Entries from a data collection
○ ○ ○ ○

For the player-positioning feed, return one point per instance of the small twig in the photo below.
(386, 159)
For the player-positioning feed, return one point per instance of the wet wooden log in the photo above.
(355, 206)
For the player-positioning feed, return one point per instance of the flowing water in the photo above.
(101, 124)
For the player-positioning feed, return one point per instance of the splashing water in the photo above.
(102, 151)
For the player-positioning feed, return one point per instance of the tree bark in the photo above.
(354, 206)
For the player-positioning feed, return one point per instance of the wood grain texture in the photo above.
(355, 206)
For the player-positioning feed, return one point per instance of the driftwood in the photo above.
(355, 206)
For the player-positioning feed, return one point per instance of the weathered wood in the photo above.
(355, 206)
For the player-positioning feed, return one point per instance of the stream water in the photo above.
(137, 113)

○ ○ ○ ○

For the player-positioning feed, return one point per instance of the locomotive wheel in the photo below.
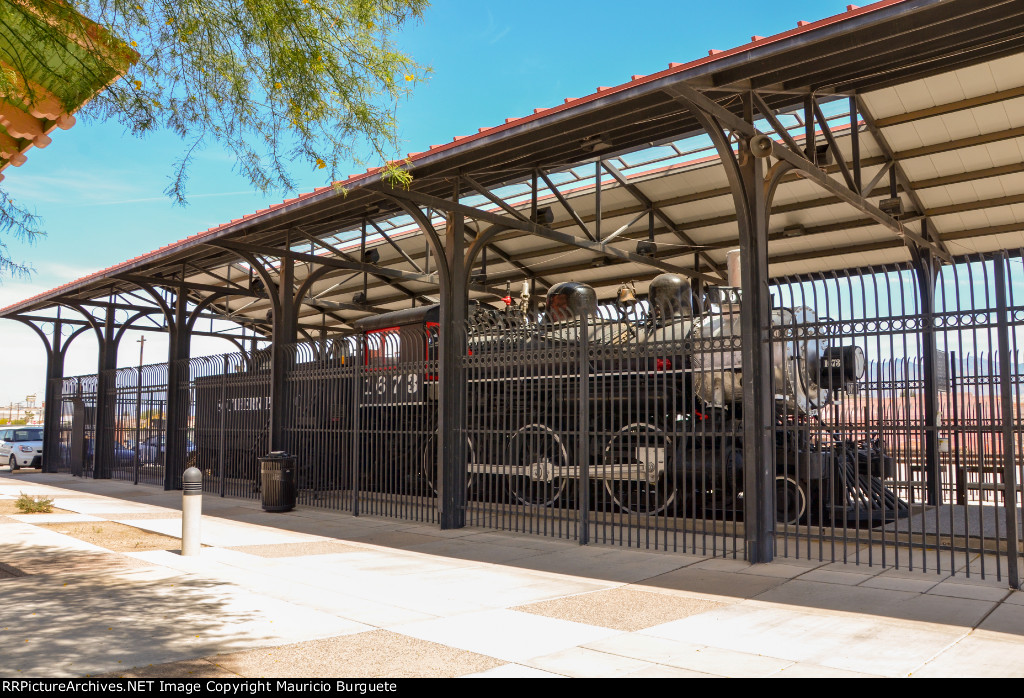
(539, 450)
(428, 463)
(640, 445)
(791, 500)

○ ○ ○ ○

**Description of the task**
Pull out each line of the entries above that contains the string "below", treating uppercase and lowercase as different, and copy those lines.

**In response**
For the player-positioning feed, return one point per instance of the small twig in the photo below.
For the player-positioning feed, return one point per instance of the locomotive wheel in the photo below.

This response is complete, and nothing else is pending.